### Aim of the exercise
Turn every line of all the items below into a numbered list, omitting blank lines and leaving the pictures out of your answer.

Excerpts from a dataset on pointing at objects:
· · ·

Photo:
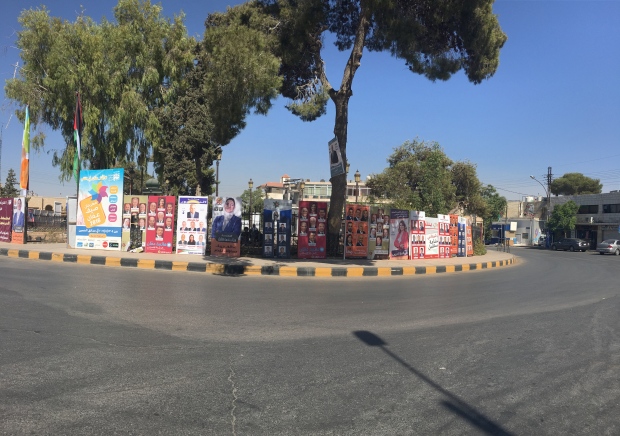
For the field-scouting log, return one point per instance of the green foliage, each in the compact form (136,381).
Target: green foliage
(564,217)
(123,71)
(421,177)
(575,184)
(9,189)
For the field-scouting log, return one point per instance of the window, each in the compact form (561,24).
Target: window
(611,208)
(588,209)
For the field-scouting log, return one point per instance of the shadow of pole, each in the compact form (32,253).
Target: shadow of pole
(452,403)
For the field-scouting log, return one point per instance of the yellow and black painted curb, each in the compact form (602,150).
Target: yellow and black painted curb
(253,270)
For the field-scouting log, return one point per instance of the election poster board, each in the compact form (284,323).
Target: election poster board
(6,218)
(399,234)
(444,236)
(226,227)
(311,242)
(379,233)
(191,226)
(134,222)
(160,224)
(357,231)
(418,234)
(431,236)
(277,220)
(99,214)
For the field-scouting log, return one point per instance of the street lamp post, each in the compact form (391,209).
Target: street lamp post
(547,242)
(357,185)
(218,158)
(250,185)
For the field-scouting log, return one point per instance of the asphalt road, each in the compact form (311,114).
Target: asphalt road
(528,349)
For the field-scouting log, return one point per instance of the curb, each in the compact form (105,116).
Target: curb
(252,270)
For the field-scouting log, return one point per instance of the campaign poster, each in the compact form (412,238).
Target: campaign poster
(432,238)
(277,220)
(454,235)
(462,251)
(99,214)
(379,233)
(160,224)
(191,226)
(226,227)
(134,222)
(444,236)
(6,217)
(357,226)
(312,233)
(418,234)
(399,234)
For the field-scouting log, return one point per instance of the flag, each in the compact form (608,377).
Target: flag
(77,132)
(24,176)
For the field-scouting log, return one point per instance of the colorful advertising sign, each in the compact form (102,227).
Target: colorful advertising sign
(99,215)
(277,219)
(399,234)
(160,224)
(191,225)
(418,234)
(134,222)
(444,236)
(357,231)
(312,230)
(6,219)
(379,233)
(226,227)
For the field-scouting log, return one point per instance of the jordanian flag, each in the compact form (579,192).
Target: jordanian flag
(77,133)
(24,177)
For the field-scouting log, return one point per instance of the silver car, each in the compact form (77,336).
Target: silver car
(611,246)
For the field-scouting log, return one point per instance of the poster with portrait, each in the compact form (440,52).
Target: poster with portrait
(160,224)
(134,222)
(379,233)
(454,235)
(444,236)
(99,214)
(311,240)
(399,234)
(431,238)
(277,219)
(418,234)
(226,227)
(357,231)
(6,219)
(191,225)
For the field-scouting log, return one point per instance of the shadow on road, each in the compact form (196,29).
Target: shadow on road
(452,402)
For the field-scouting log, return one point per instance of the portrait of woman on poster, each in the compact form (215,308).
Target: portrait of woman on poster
(401,241)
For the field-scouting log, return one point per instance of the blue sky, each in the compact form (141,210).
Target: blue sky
(554,101)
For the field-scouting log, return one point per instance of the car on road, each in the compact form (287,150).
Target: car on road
(570,244)
(610,246)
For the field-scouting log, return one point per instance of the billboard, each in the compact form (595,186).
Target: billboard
(98,224)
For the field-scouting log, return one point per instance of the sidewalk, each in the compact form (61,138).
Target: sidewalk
(255,265)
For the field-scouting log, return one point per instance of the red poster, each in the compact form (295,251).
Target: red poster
(357,231)
(312,226)
(160,224)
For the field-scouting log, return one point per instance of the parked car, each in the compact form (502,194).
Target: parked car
(570,244)
(611,246)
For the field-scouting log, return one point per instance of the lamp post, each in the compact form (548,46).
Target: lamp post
(250,185)
(218,158)
(357,185)
(547,242)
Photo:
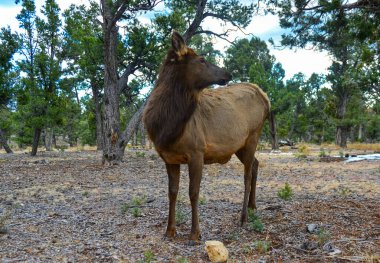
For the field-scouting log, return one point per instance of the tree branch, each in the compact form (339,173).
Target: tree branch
(199,16)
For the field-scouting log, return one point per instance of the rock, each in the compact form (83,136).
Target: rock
(331,250)
(312,228)
(216,251)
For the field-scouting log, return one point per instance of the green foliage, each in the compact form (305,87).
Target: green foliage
(285,193)
(255,222)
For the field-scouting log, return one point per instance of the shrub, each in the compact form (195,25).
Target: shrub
(285,193)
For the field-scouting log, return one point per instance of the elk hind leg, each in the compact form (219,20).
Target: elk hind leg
(246,156)
(173,171)
(195,175)
(252,196)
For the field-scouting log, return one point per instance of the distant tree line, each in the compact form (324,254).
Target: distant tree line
(80,80)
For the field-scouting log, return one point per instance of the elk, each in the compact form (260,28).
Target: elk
(192,125)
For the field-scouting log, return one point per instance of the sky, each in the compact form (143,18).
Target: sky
(264,27)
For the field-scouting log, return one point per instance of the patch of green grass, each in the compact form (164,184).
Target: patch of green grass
(255,222)
(285,193)
(303,152)
(124,208)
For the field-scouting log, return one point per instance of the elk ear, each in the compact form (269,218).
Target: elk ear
(178,44)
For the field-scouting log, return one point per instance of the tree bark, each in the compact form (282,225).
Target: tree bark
(98,117)
(3,142)
(273,130)
(143,134)
(49,139)
(112,152)
(342,129)
(36,140)
(360,132)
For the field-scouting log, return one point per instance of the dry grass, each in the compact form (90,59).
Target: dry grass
(364,146)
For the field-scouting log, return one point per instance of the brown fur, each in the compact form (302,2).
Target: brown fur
(197,126)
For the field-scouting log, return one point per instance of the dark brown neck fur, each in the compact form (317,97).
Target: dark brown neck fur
(170,105)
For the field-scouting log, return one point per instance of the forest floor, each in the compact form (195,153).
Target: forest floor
(67,207)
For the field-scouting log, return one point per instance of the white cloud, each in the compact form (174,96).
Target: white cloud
(264,27)
(302,60)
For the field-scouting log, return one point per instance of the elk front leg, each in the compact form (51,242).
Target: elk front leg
(252,196)
(174,175)
(195,174)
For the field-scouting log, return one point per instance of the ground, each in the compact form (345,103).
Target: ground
(67,207)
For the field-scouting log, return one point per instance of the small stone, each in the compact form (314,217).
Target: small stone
(216,251)
(312,228)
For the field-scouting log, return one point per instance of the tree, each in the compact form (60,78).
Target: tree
(8,47)
(250,60)
(28,91)
(84,56)
(341,28)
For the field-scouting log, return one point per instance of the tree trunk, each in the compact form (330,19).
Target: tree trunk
(49,139)
(113,151)
(360,132)
(143,134)
(342,129)
(3,142)
(273,130)
(98,117)
(36,140)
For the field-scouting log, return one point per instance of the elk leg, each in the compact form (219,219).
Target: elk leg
(246,156)
(195,174)
(174,175)
(252,196)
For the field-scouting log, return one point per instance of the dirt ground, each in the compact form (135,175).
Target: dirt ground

· · ·

### Solution to the problem
1. Photo:
2. For the field-scouting log, return one point per instance of the green foliage, each in the compact form (136,381).
3. Target: green foliage
4. (564,217)
5. (123,71)
6. (421,177)
7. (575,184)
8. (9,189)
9. For the field-scouting log, return one point per instance of the window, each in the compact form (561,24).
10. Target: window
11. (611,208)
12. (588,209)
13. For the field-scouting log, return one point per instance of the shadow of pole, each in the compact form (32,253).
14. Target: shadow of pole
15. (452,403)
16. For the field-scouting log, return one point per instance of the yellow and black painted curb, each in the compact form (602,150).
17. Target: yellow and black painted curb
18. (253,270)
19. For the field-scouting log, return one point per instance of the election poster board, each in the compact form (284,323).
20. Target: election poster board
21. (6,218)
22. (399,234)
23. (444,236)
24. (226,227)
25. (311,242)
26. (379,233)
27. (191,226)
28. (134,222)
29. (160,224)
30. (357,231)
31. (418,234)
32. (431,236)
33. (277,220)
34. (99,214)
35. For the field-scouting log, return one point per instance of the street lamp post, each in the compact form (391,209).
36. Target: street lamp post
37. (547,242)
38. (357,185)
39. (218,158)
40. (250,185)
41. For the field-scouting log, return one point per instance of the asphalt road, each in the compact form (311,114).
42. Target: asphalt road
43. (528,349)
44. For the field-scouting log, return one point per instance of the curb, each in the compact form (105,116).
45. Target: curb
46. (252,270)
47. For the field-scouting log, return one point per instance of the campaign poster, each in the compact form (412,238).
48. Target: campaign poster
49. (432,238)
50. (277,220)
51. (454,235)
52. (462,251)
53. (99,214)
54. (379,233)
55. (160,224)
56. (191,226)
57. (226,227)
58. (134,222)
59. (444,236)
60. (6,217)
61. (357,226)
62. (312,233)
63. (418,234)
64. (399,234)
65. For the field-scouting log, return one point per instance of the flag, each in the compact form (608,377).
66. Target: flag
67. (77,132)
68. (24,176)
69. For the field-scouting log, return one point per instance of the colorful advertising sign, each in the compact form (102,227).
70. Target: colorful advertising sign
71. (99,215)
72. (277,219)
73. (399,234)
74. (160,224)
75. (191,225)
76. (418,234)
77. (134,222)
78. (444,236)
79. (357,231)
80. (312,230)
81. (6,219)
82. (379,233)
83. (226,227)
84. For the field-scouting log, return one point per instance of the jordanian flag, each in the compact form (579,192).
85. Target: jordanian flag
86. (77,133)
87. (24,177)
88. For the field-scouting log, return one point per instance of the silver car, each in the compact form (77,336).
89. Target: silver car
90. (611,246)
91. For the field-scouting log, return one point per instance of the poster with portrait, each in the compact form (440,52).
92. Target: poster with portrait
93. (160,224)
94. (134,222)
95. (379,233)
96. (454,235)
97. (444,236)
98. (99,214)
99. (311,240)
100. (399,234)
101. (431,238)
102. (277,219)
103. (418,234)
104. (226,227)
105. (357,231)
106. (6,219)
107. (191,225)
108. For the field-scouting log, return one point per instance of the shadow on road, each in the compact form (196,29).
109. Target: shadow on road
110. (452,402)
111. For the field-scouting log, return one point per instance of the portrait of woman on poster, each in the compact form (215,308).
112. Target: portrait of woman on poster
113. (401,241)
114. For the field-scouting log, return one point per instance of the blue sky, each in the compact form (141,210).
115. Target: blue sky
116. (554,101)
117. For the field-scouting log, return one point per instance of the car on road, each in the compact form (287,150).
118. Target: car on road
119. (570,244)
120. (610,246)
121. For the field-scouting log, return one point per instance of the billboard, each in the compact form (595,186).
122. Target: billboard
123. (98,224)
124. For the field-scouting log, return one point per instance of the sidewalk, each in the compact form (61,138).
125. Target: sidewalk
126. (255,265)
127. For the field-scouting log, return one point per instance of the red poster, each in the compact form (295,251).
128. Target: red poster
129. (357,231)
130. (312,226)
131. (160,224)
132. For the field-scouting log, return one point per instance of the parked car, each in the compact form (502,194).
133. Target: parked car
134. (570,244)
135. (611,246)
136. For the field-scouting log, return one point per instance of the lamp post, each in the compact form (548,46).
137. Target: lamp post
138. (250,185)
139. (218,158)
140. (357,185)
141. (547,242)
142. Photo:
143. For the field-scouting log, return one point per instance of the tree branch, each in the compact form (339,173).
144. Target: tree branch
145. (199,16)
146. For the field-scouting log, return one point per instance of the rock, each in the compact form (83,136).
147. Target: rock
148. (331,250)
149. (312,228)
150. (216,251)
151. For the field-scouting log, return one point per instance of the green foliage, each in the compact form (305,87).
152. Target: green foliage
153. (285,193)
154. (255,222)
155. For the field-scouting log, return one point per instance of the shrub, each in the compact form (195,25).
156. Target: shrub
157. (285,193)
158. For the field-scouting log, return one point per instance of the elk hind leg, each in the compact form (219,20).
159. Target: elk hind leg
160. (246,156)
161. (173,171)
162. (195,175)
163. (252,196)
164. For the field-scouting log, return one point per instance of the distant tree line, each in the compact form (324,254).
165. Target: distant tree line
166. (80,80)
167. For the field-scouting log, return one point per instance of the elk, each in the compact form (260,28).
168. Target: elk
169. (192,125)
170. For the field-scouting log, return one point per instance of the sky, each in the compact form (143,18).
171. Target: sky
172. (264,27)
173. For the field-scouting log, return one point per instance of the patch of green grass, each in the compact form (164,184).
174. Target: patch of green grass
175. (255,222)
176. (285,193)
177. (303,152)
178. (124,208)
179. For the field-scouting log, return one point per instance of the elk ear, each in the compact form (269,218).
180. Target: elk ear
181. (178,44)
182. For the field-scouting log, return one point per instance of the tree bark, each in the compact form (282,225).
183. Target: tree bark
184. (98,117)
185. (3,142)
186. (273,130)
187. (143,134)
188. (49,139)
189. (112,152)
190. (342,129)
191. (36,140)
192. (360,132)
193. For the field-scouting log, return one point per instance of the dry grass, each in the compact form (90,59).
194. Target: dry grass
195. (364,146)
196. For the field-scouting log, return one point per instance of the brown fur, each in the compact form (302,2).
197. Target: brown fur
198. (197,126)
199. For the field-scouting log, return one point per instance of the dark brown neck fur, each in the compact form (317,97).
200. Target: dark brown neck fur
201. (170,105)
202. For the field-scouting log, return one point per instance of the forest floor, each in the compact form (195,153).
203. Target: forest floor
204. (67,207)
205. For the field-scouting log, return one point per instance of the white cloud, each in the compact form (174,96).
206. Target: white cloud
207. (264,27)
208. (302,60)
209. For the field-scouting log, return one point per instance of the elk front leg, each in the compact form (51,242).
210. Target: elk front leg
211. (252,196)
212. (174,175)
213. (195,174)
214. For the field-scouting log, return one point per instance of the ground, each in the compact form (345,103).
215. Target: ground
216. (67,207)
217. For the field-scouting log, return one point per instance of the small stone, each in the compact form (314,217).
218. Target: small stone
219. (216,251)
220. (312,228)
221. For the field-scouting log, return one point per instance of the tree, each in the compact form (60,78).
222. Target: tree
223. (8,47)
224. (250,60)
225. (28,91)
226. (84,56)
227. (341,28)
228. For the field-scouting log, return one point per instance of the tree trunk, each in the compact form (330,19).
229. Target: tree trunk
230. (49,139)
231. (113,151)
232. (360,132)
233. (143,134)
234. (342,129)
235. (3,142)
236. (273,130)
237. (98,117)
238. (36,140)
239. For the field-scouting log, return one point per instance of the elk leg, each in the compact form (219,219).
240. Target: elk leg
241. (246,156)
242. (195,174)
243. (174,175)
244. (252,196)
245. For the field-scouting log, return one point per instance of the dirt ground, each in the compact form (135,175).
246. Target: dirt ground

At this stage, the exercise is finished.